_Ketentuan Soal:_
Tulis ulang seluruh baris materi di bawah ini sebagai daftar bernomor tanpa menyertakan baris kosong.

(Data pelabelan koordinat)
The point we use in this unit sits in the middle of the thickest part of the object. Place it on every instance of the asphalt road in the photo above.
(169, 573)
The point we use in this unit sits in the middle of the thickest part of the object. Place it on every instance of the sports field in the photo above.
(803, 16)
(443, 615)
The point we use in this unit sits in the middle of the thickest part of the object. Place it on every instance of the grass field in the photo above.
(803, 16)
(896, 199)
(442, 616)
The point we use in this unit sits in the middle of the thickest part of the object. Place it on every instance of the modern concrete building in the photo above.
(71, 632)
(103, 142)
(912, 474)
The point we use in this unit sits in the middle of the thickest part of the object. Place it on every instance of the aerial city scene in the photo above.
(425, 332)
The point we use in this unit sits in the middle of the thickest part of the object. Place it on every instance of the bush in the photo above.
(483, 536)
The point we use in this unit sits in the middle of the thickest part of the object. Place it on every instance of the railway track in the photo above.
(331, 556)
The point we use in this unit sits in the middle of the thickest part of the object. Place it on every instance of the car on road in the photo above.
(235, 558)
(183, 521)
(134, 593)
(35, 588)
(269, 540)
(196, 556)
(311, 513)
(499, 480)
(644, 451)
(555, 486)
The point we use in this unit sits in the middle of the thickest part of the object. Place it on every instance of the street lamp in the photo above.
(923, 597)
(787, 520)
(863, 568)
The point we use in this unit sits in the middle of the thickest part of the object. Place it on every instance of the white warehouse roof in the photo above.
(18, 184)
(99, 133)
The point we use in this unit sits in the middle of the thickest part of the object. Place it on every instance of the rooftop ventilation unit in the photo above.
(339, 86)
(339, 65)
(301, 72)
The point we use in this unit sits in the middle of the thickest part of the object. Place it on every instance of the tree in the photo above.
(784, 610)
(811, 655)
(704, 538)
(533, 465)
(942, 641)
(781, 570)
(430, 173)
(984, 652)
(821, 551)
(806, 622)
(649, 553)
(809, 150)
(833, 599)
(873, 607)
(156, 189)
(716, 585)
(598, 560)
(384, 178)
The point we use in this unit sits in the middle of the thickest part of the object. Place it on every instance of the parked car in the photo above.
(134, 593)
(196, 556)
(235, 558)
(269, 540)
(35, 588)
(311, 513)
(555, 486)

_Jawaban Lengkap:_
1. The point we use in this unit sits in the middle of the thickest part of the object. Place it on every instance of the asphalt road in the photo above.
2. (169, 573)
3. The point we use in this unit sits in the middle of the thickest part of the object. Place it on every instance of the sports field in the photo above.
4. (803, 16)
5. (443, 615)
6. The point we use in this unit sits in the middle of the thickest part of the object. Place it on every instance of the grass field in the photo above.
7. (803, 16)
8. (896, 199)
9. (442, 616)
10. The point we use in this unit sits in the middle of the thickest part of the object. Place it on every instance of the modern concrete building in the photo above.
11. (71, 632)
12. (103, 142)
13. (912, 474)
14. The point we use in this unit sits in the middle of the thickest part of the object. Place it on every instance of the aerial city scene in the photo above.
15. (425, 332)
16. The point we use in this unit sits in the middle of the thickest part of the object. Place it on every instance of the bush in the photo above.
17. (483, 536)
18. The point we use in this unit sits in the middle of the thickest part of the object. Place it on every instance of the railway track in the photo above.
19. (331, 556)
20. The point we use in this unit sits in the middle of the thickest part of the object. Place it on every instance of the car on road in the photo above.
21. (235, 558)
22. (183, 521)
23. (134, 593)
24. (35, 588)
25. (269, 540)
26. (196, 556)
27. (311, 513)
28. (499, 480)
29. (644, 451)
30. (555, 486)
31. The point we use in this unit sits in the middle of the thickest part of the object. Place it on every instance of the street lamp in the photo above.
32. (923, 597)
33. (787, 520)
34. (863, 568)
35. The point we use in this unit sits in the middle of the thickest part of the object. Place it on every instance of the white warehouse roof in the photo above.
36. (18, 184)
37. (99, 133)
38. The point we use in this unit sits in the middle of the thickest part of the object. Place it on every instance of the rooftop ventilation unit in the photo above.
39. (339, 86)
40. (339, 65)
41. (301, 72)
42. The point we use in this unit sits in the middle of the thickest part of the object. Place it on every instance of the tree in the photo above.
43. (784, 610)
44. (811, 655)
45. (704, 538)
46. (533, 465)
47. (942, 641)
48. (781, 570)
49. (430, 173)
50. (984, 652)
51. (821, 551)
52. (806, 622)
53. (649, 553)
54. (809, 150)
55. (833, 599)
56. (873, 607)
57. (156, 189)
58. (716, 585)
59. (598, 560)
60. (384, 178)
61. The point we use in this unit sits in the middle of the thickest part of the object. Place it on every instance of the parked car in the photo above.
62. (134, 593)
63. (196, 556)
64. (235, 558)
65. (269, 540)
66. (35, 588)
67. (311, 513)
68. (555, 486)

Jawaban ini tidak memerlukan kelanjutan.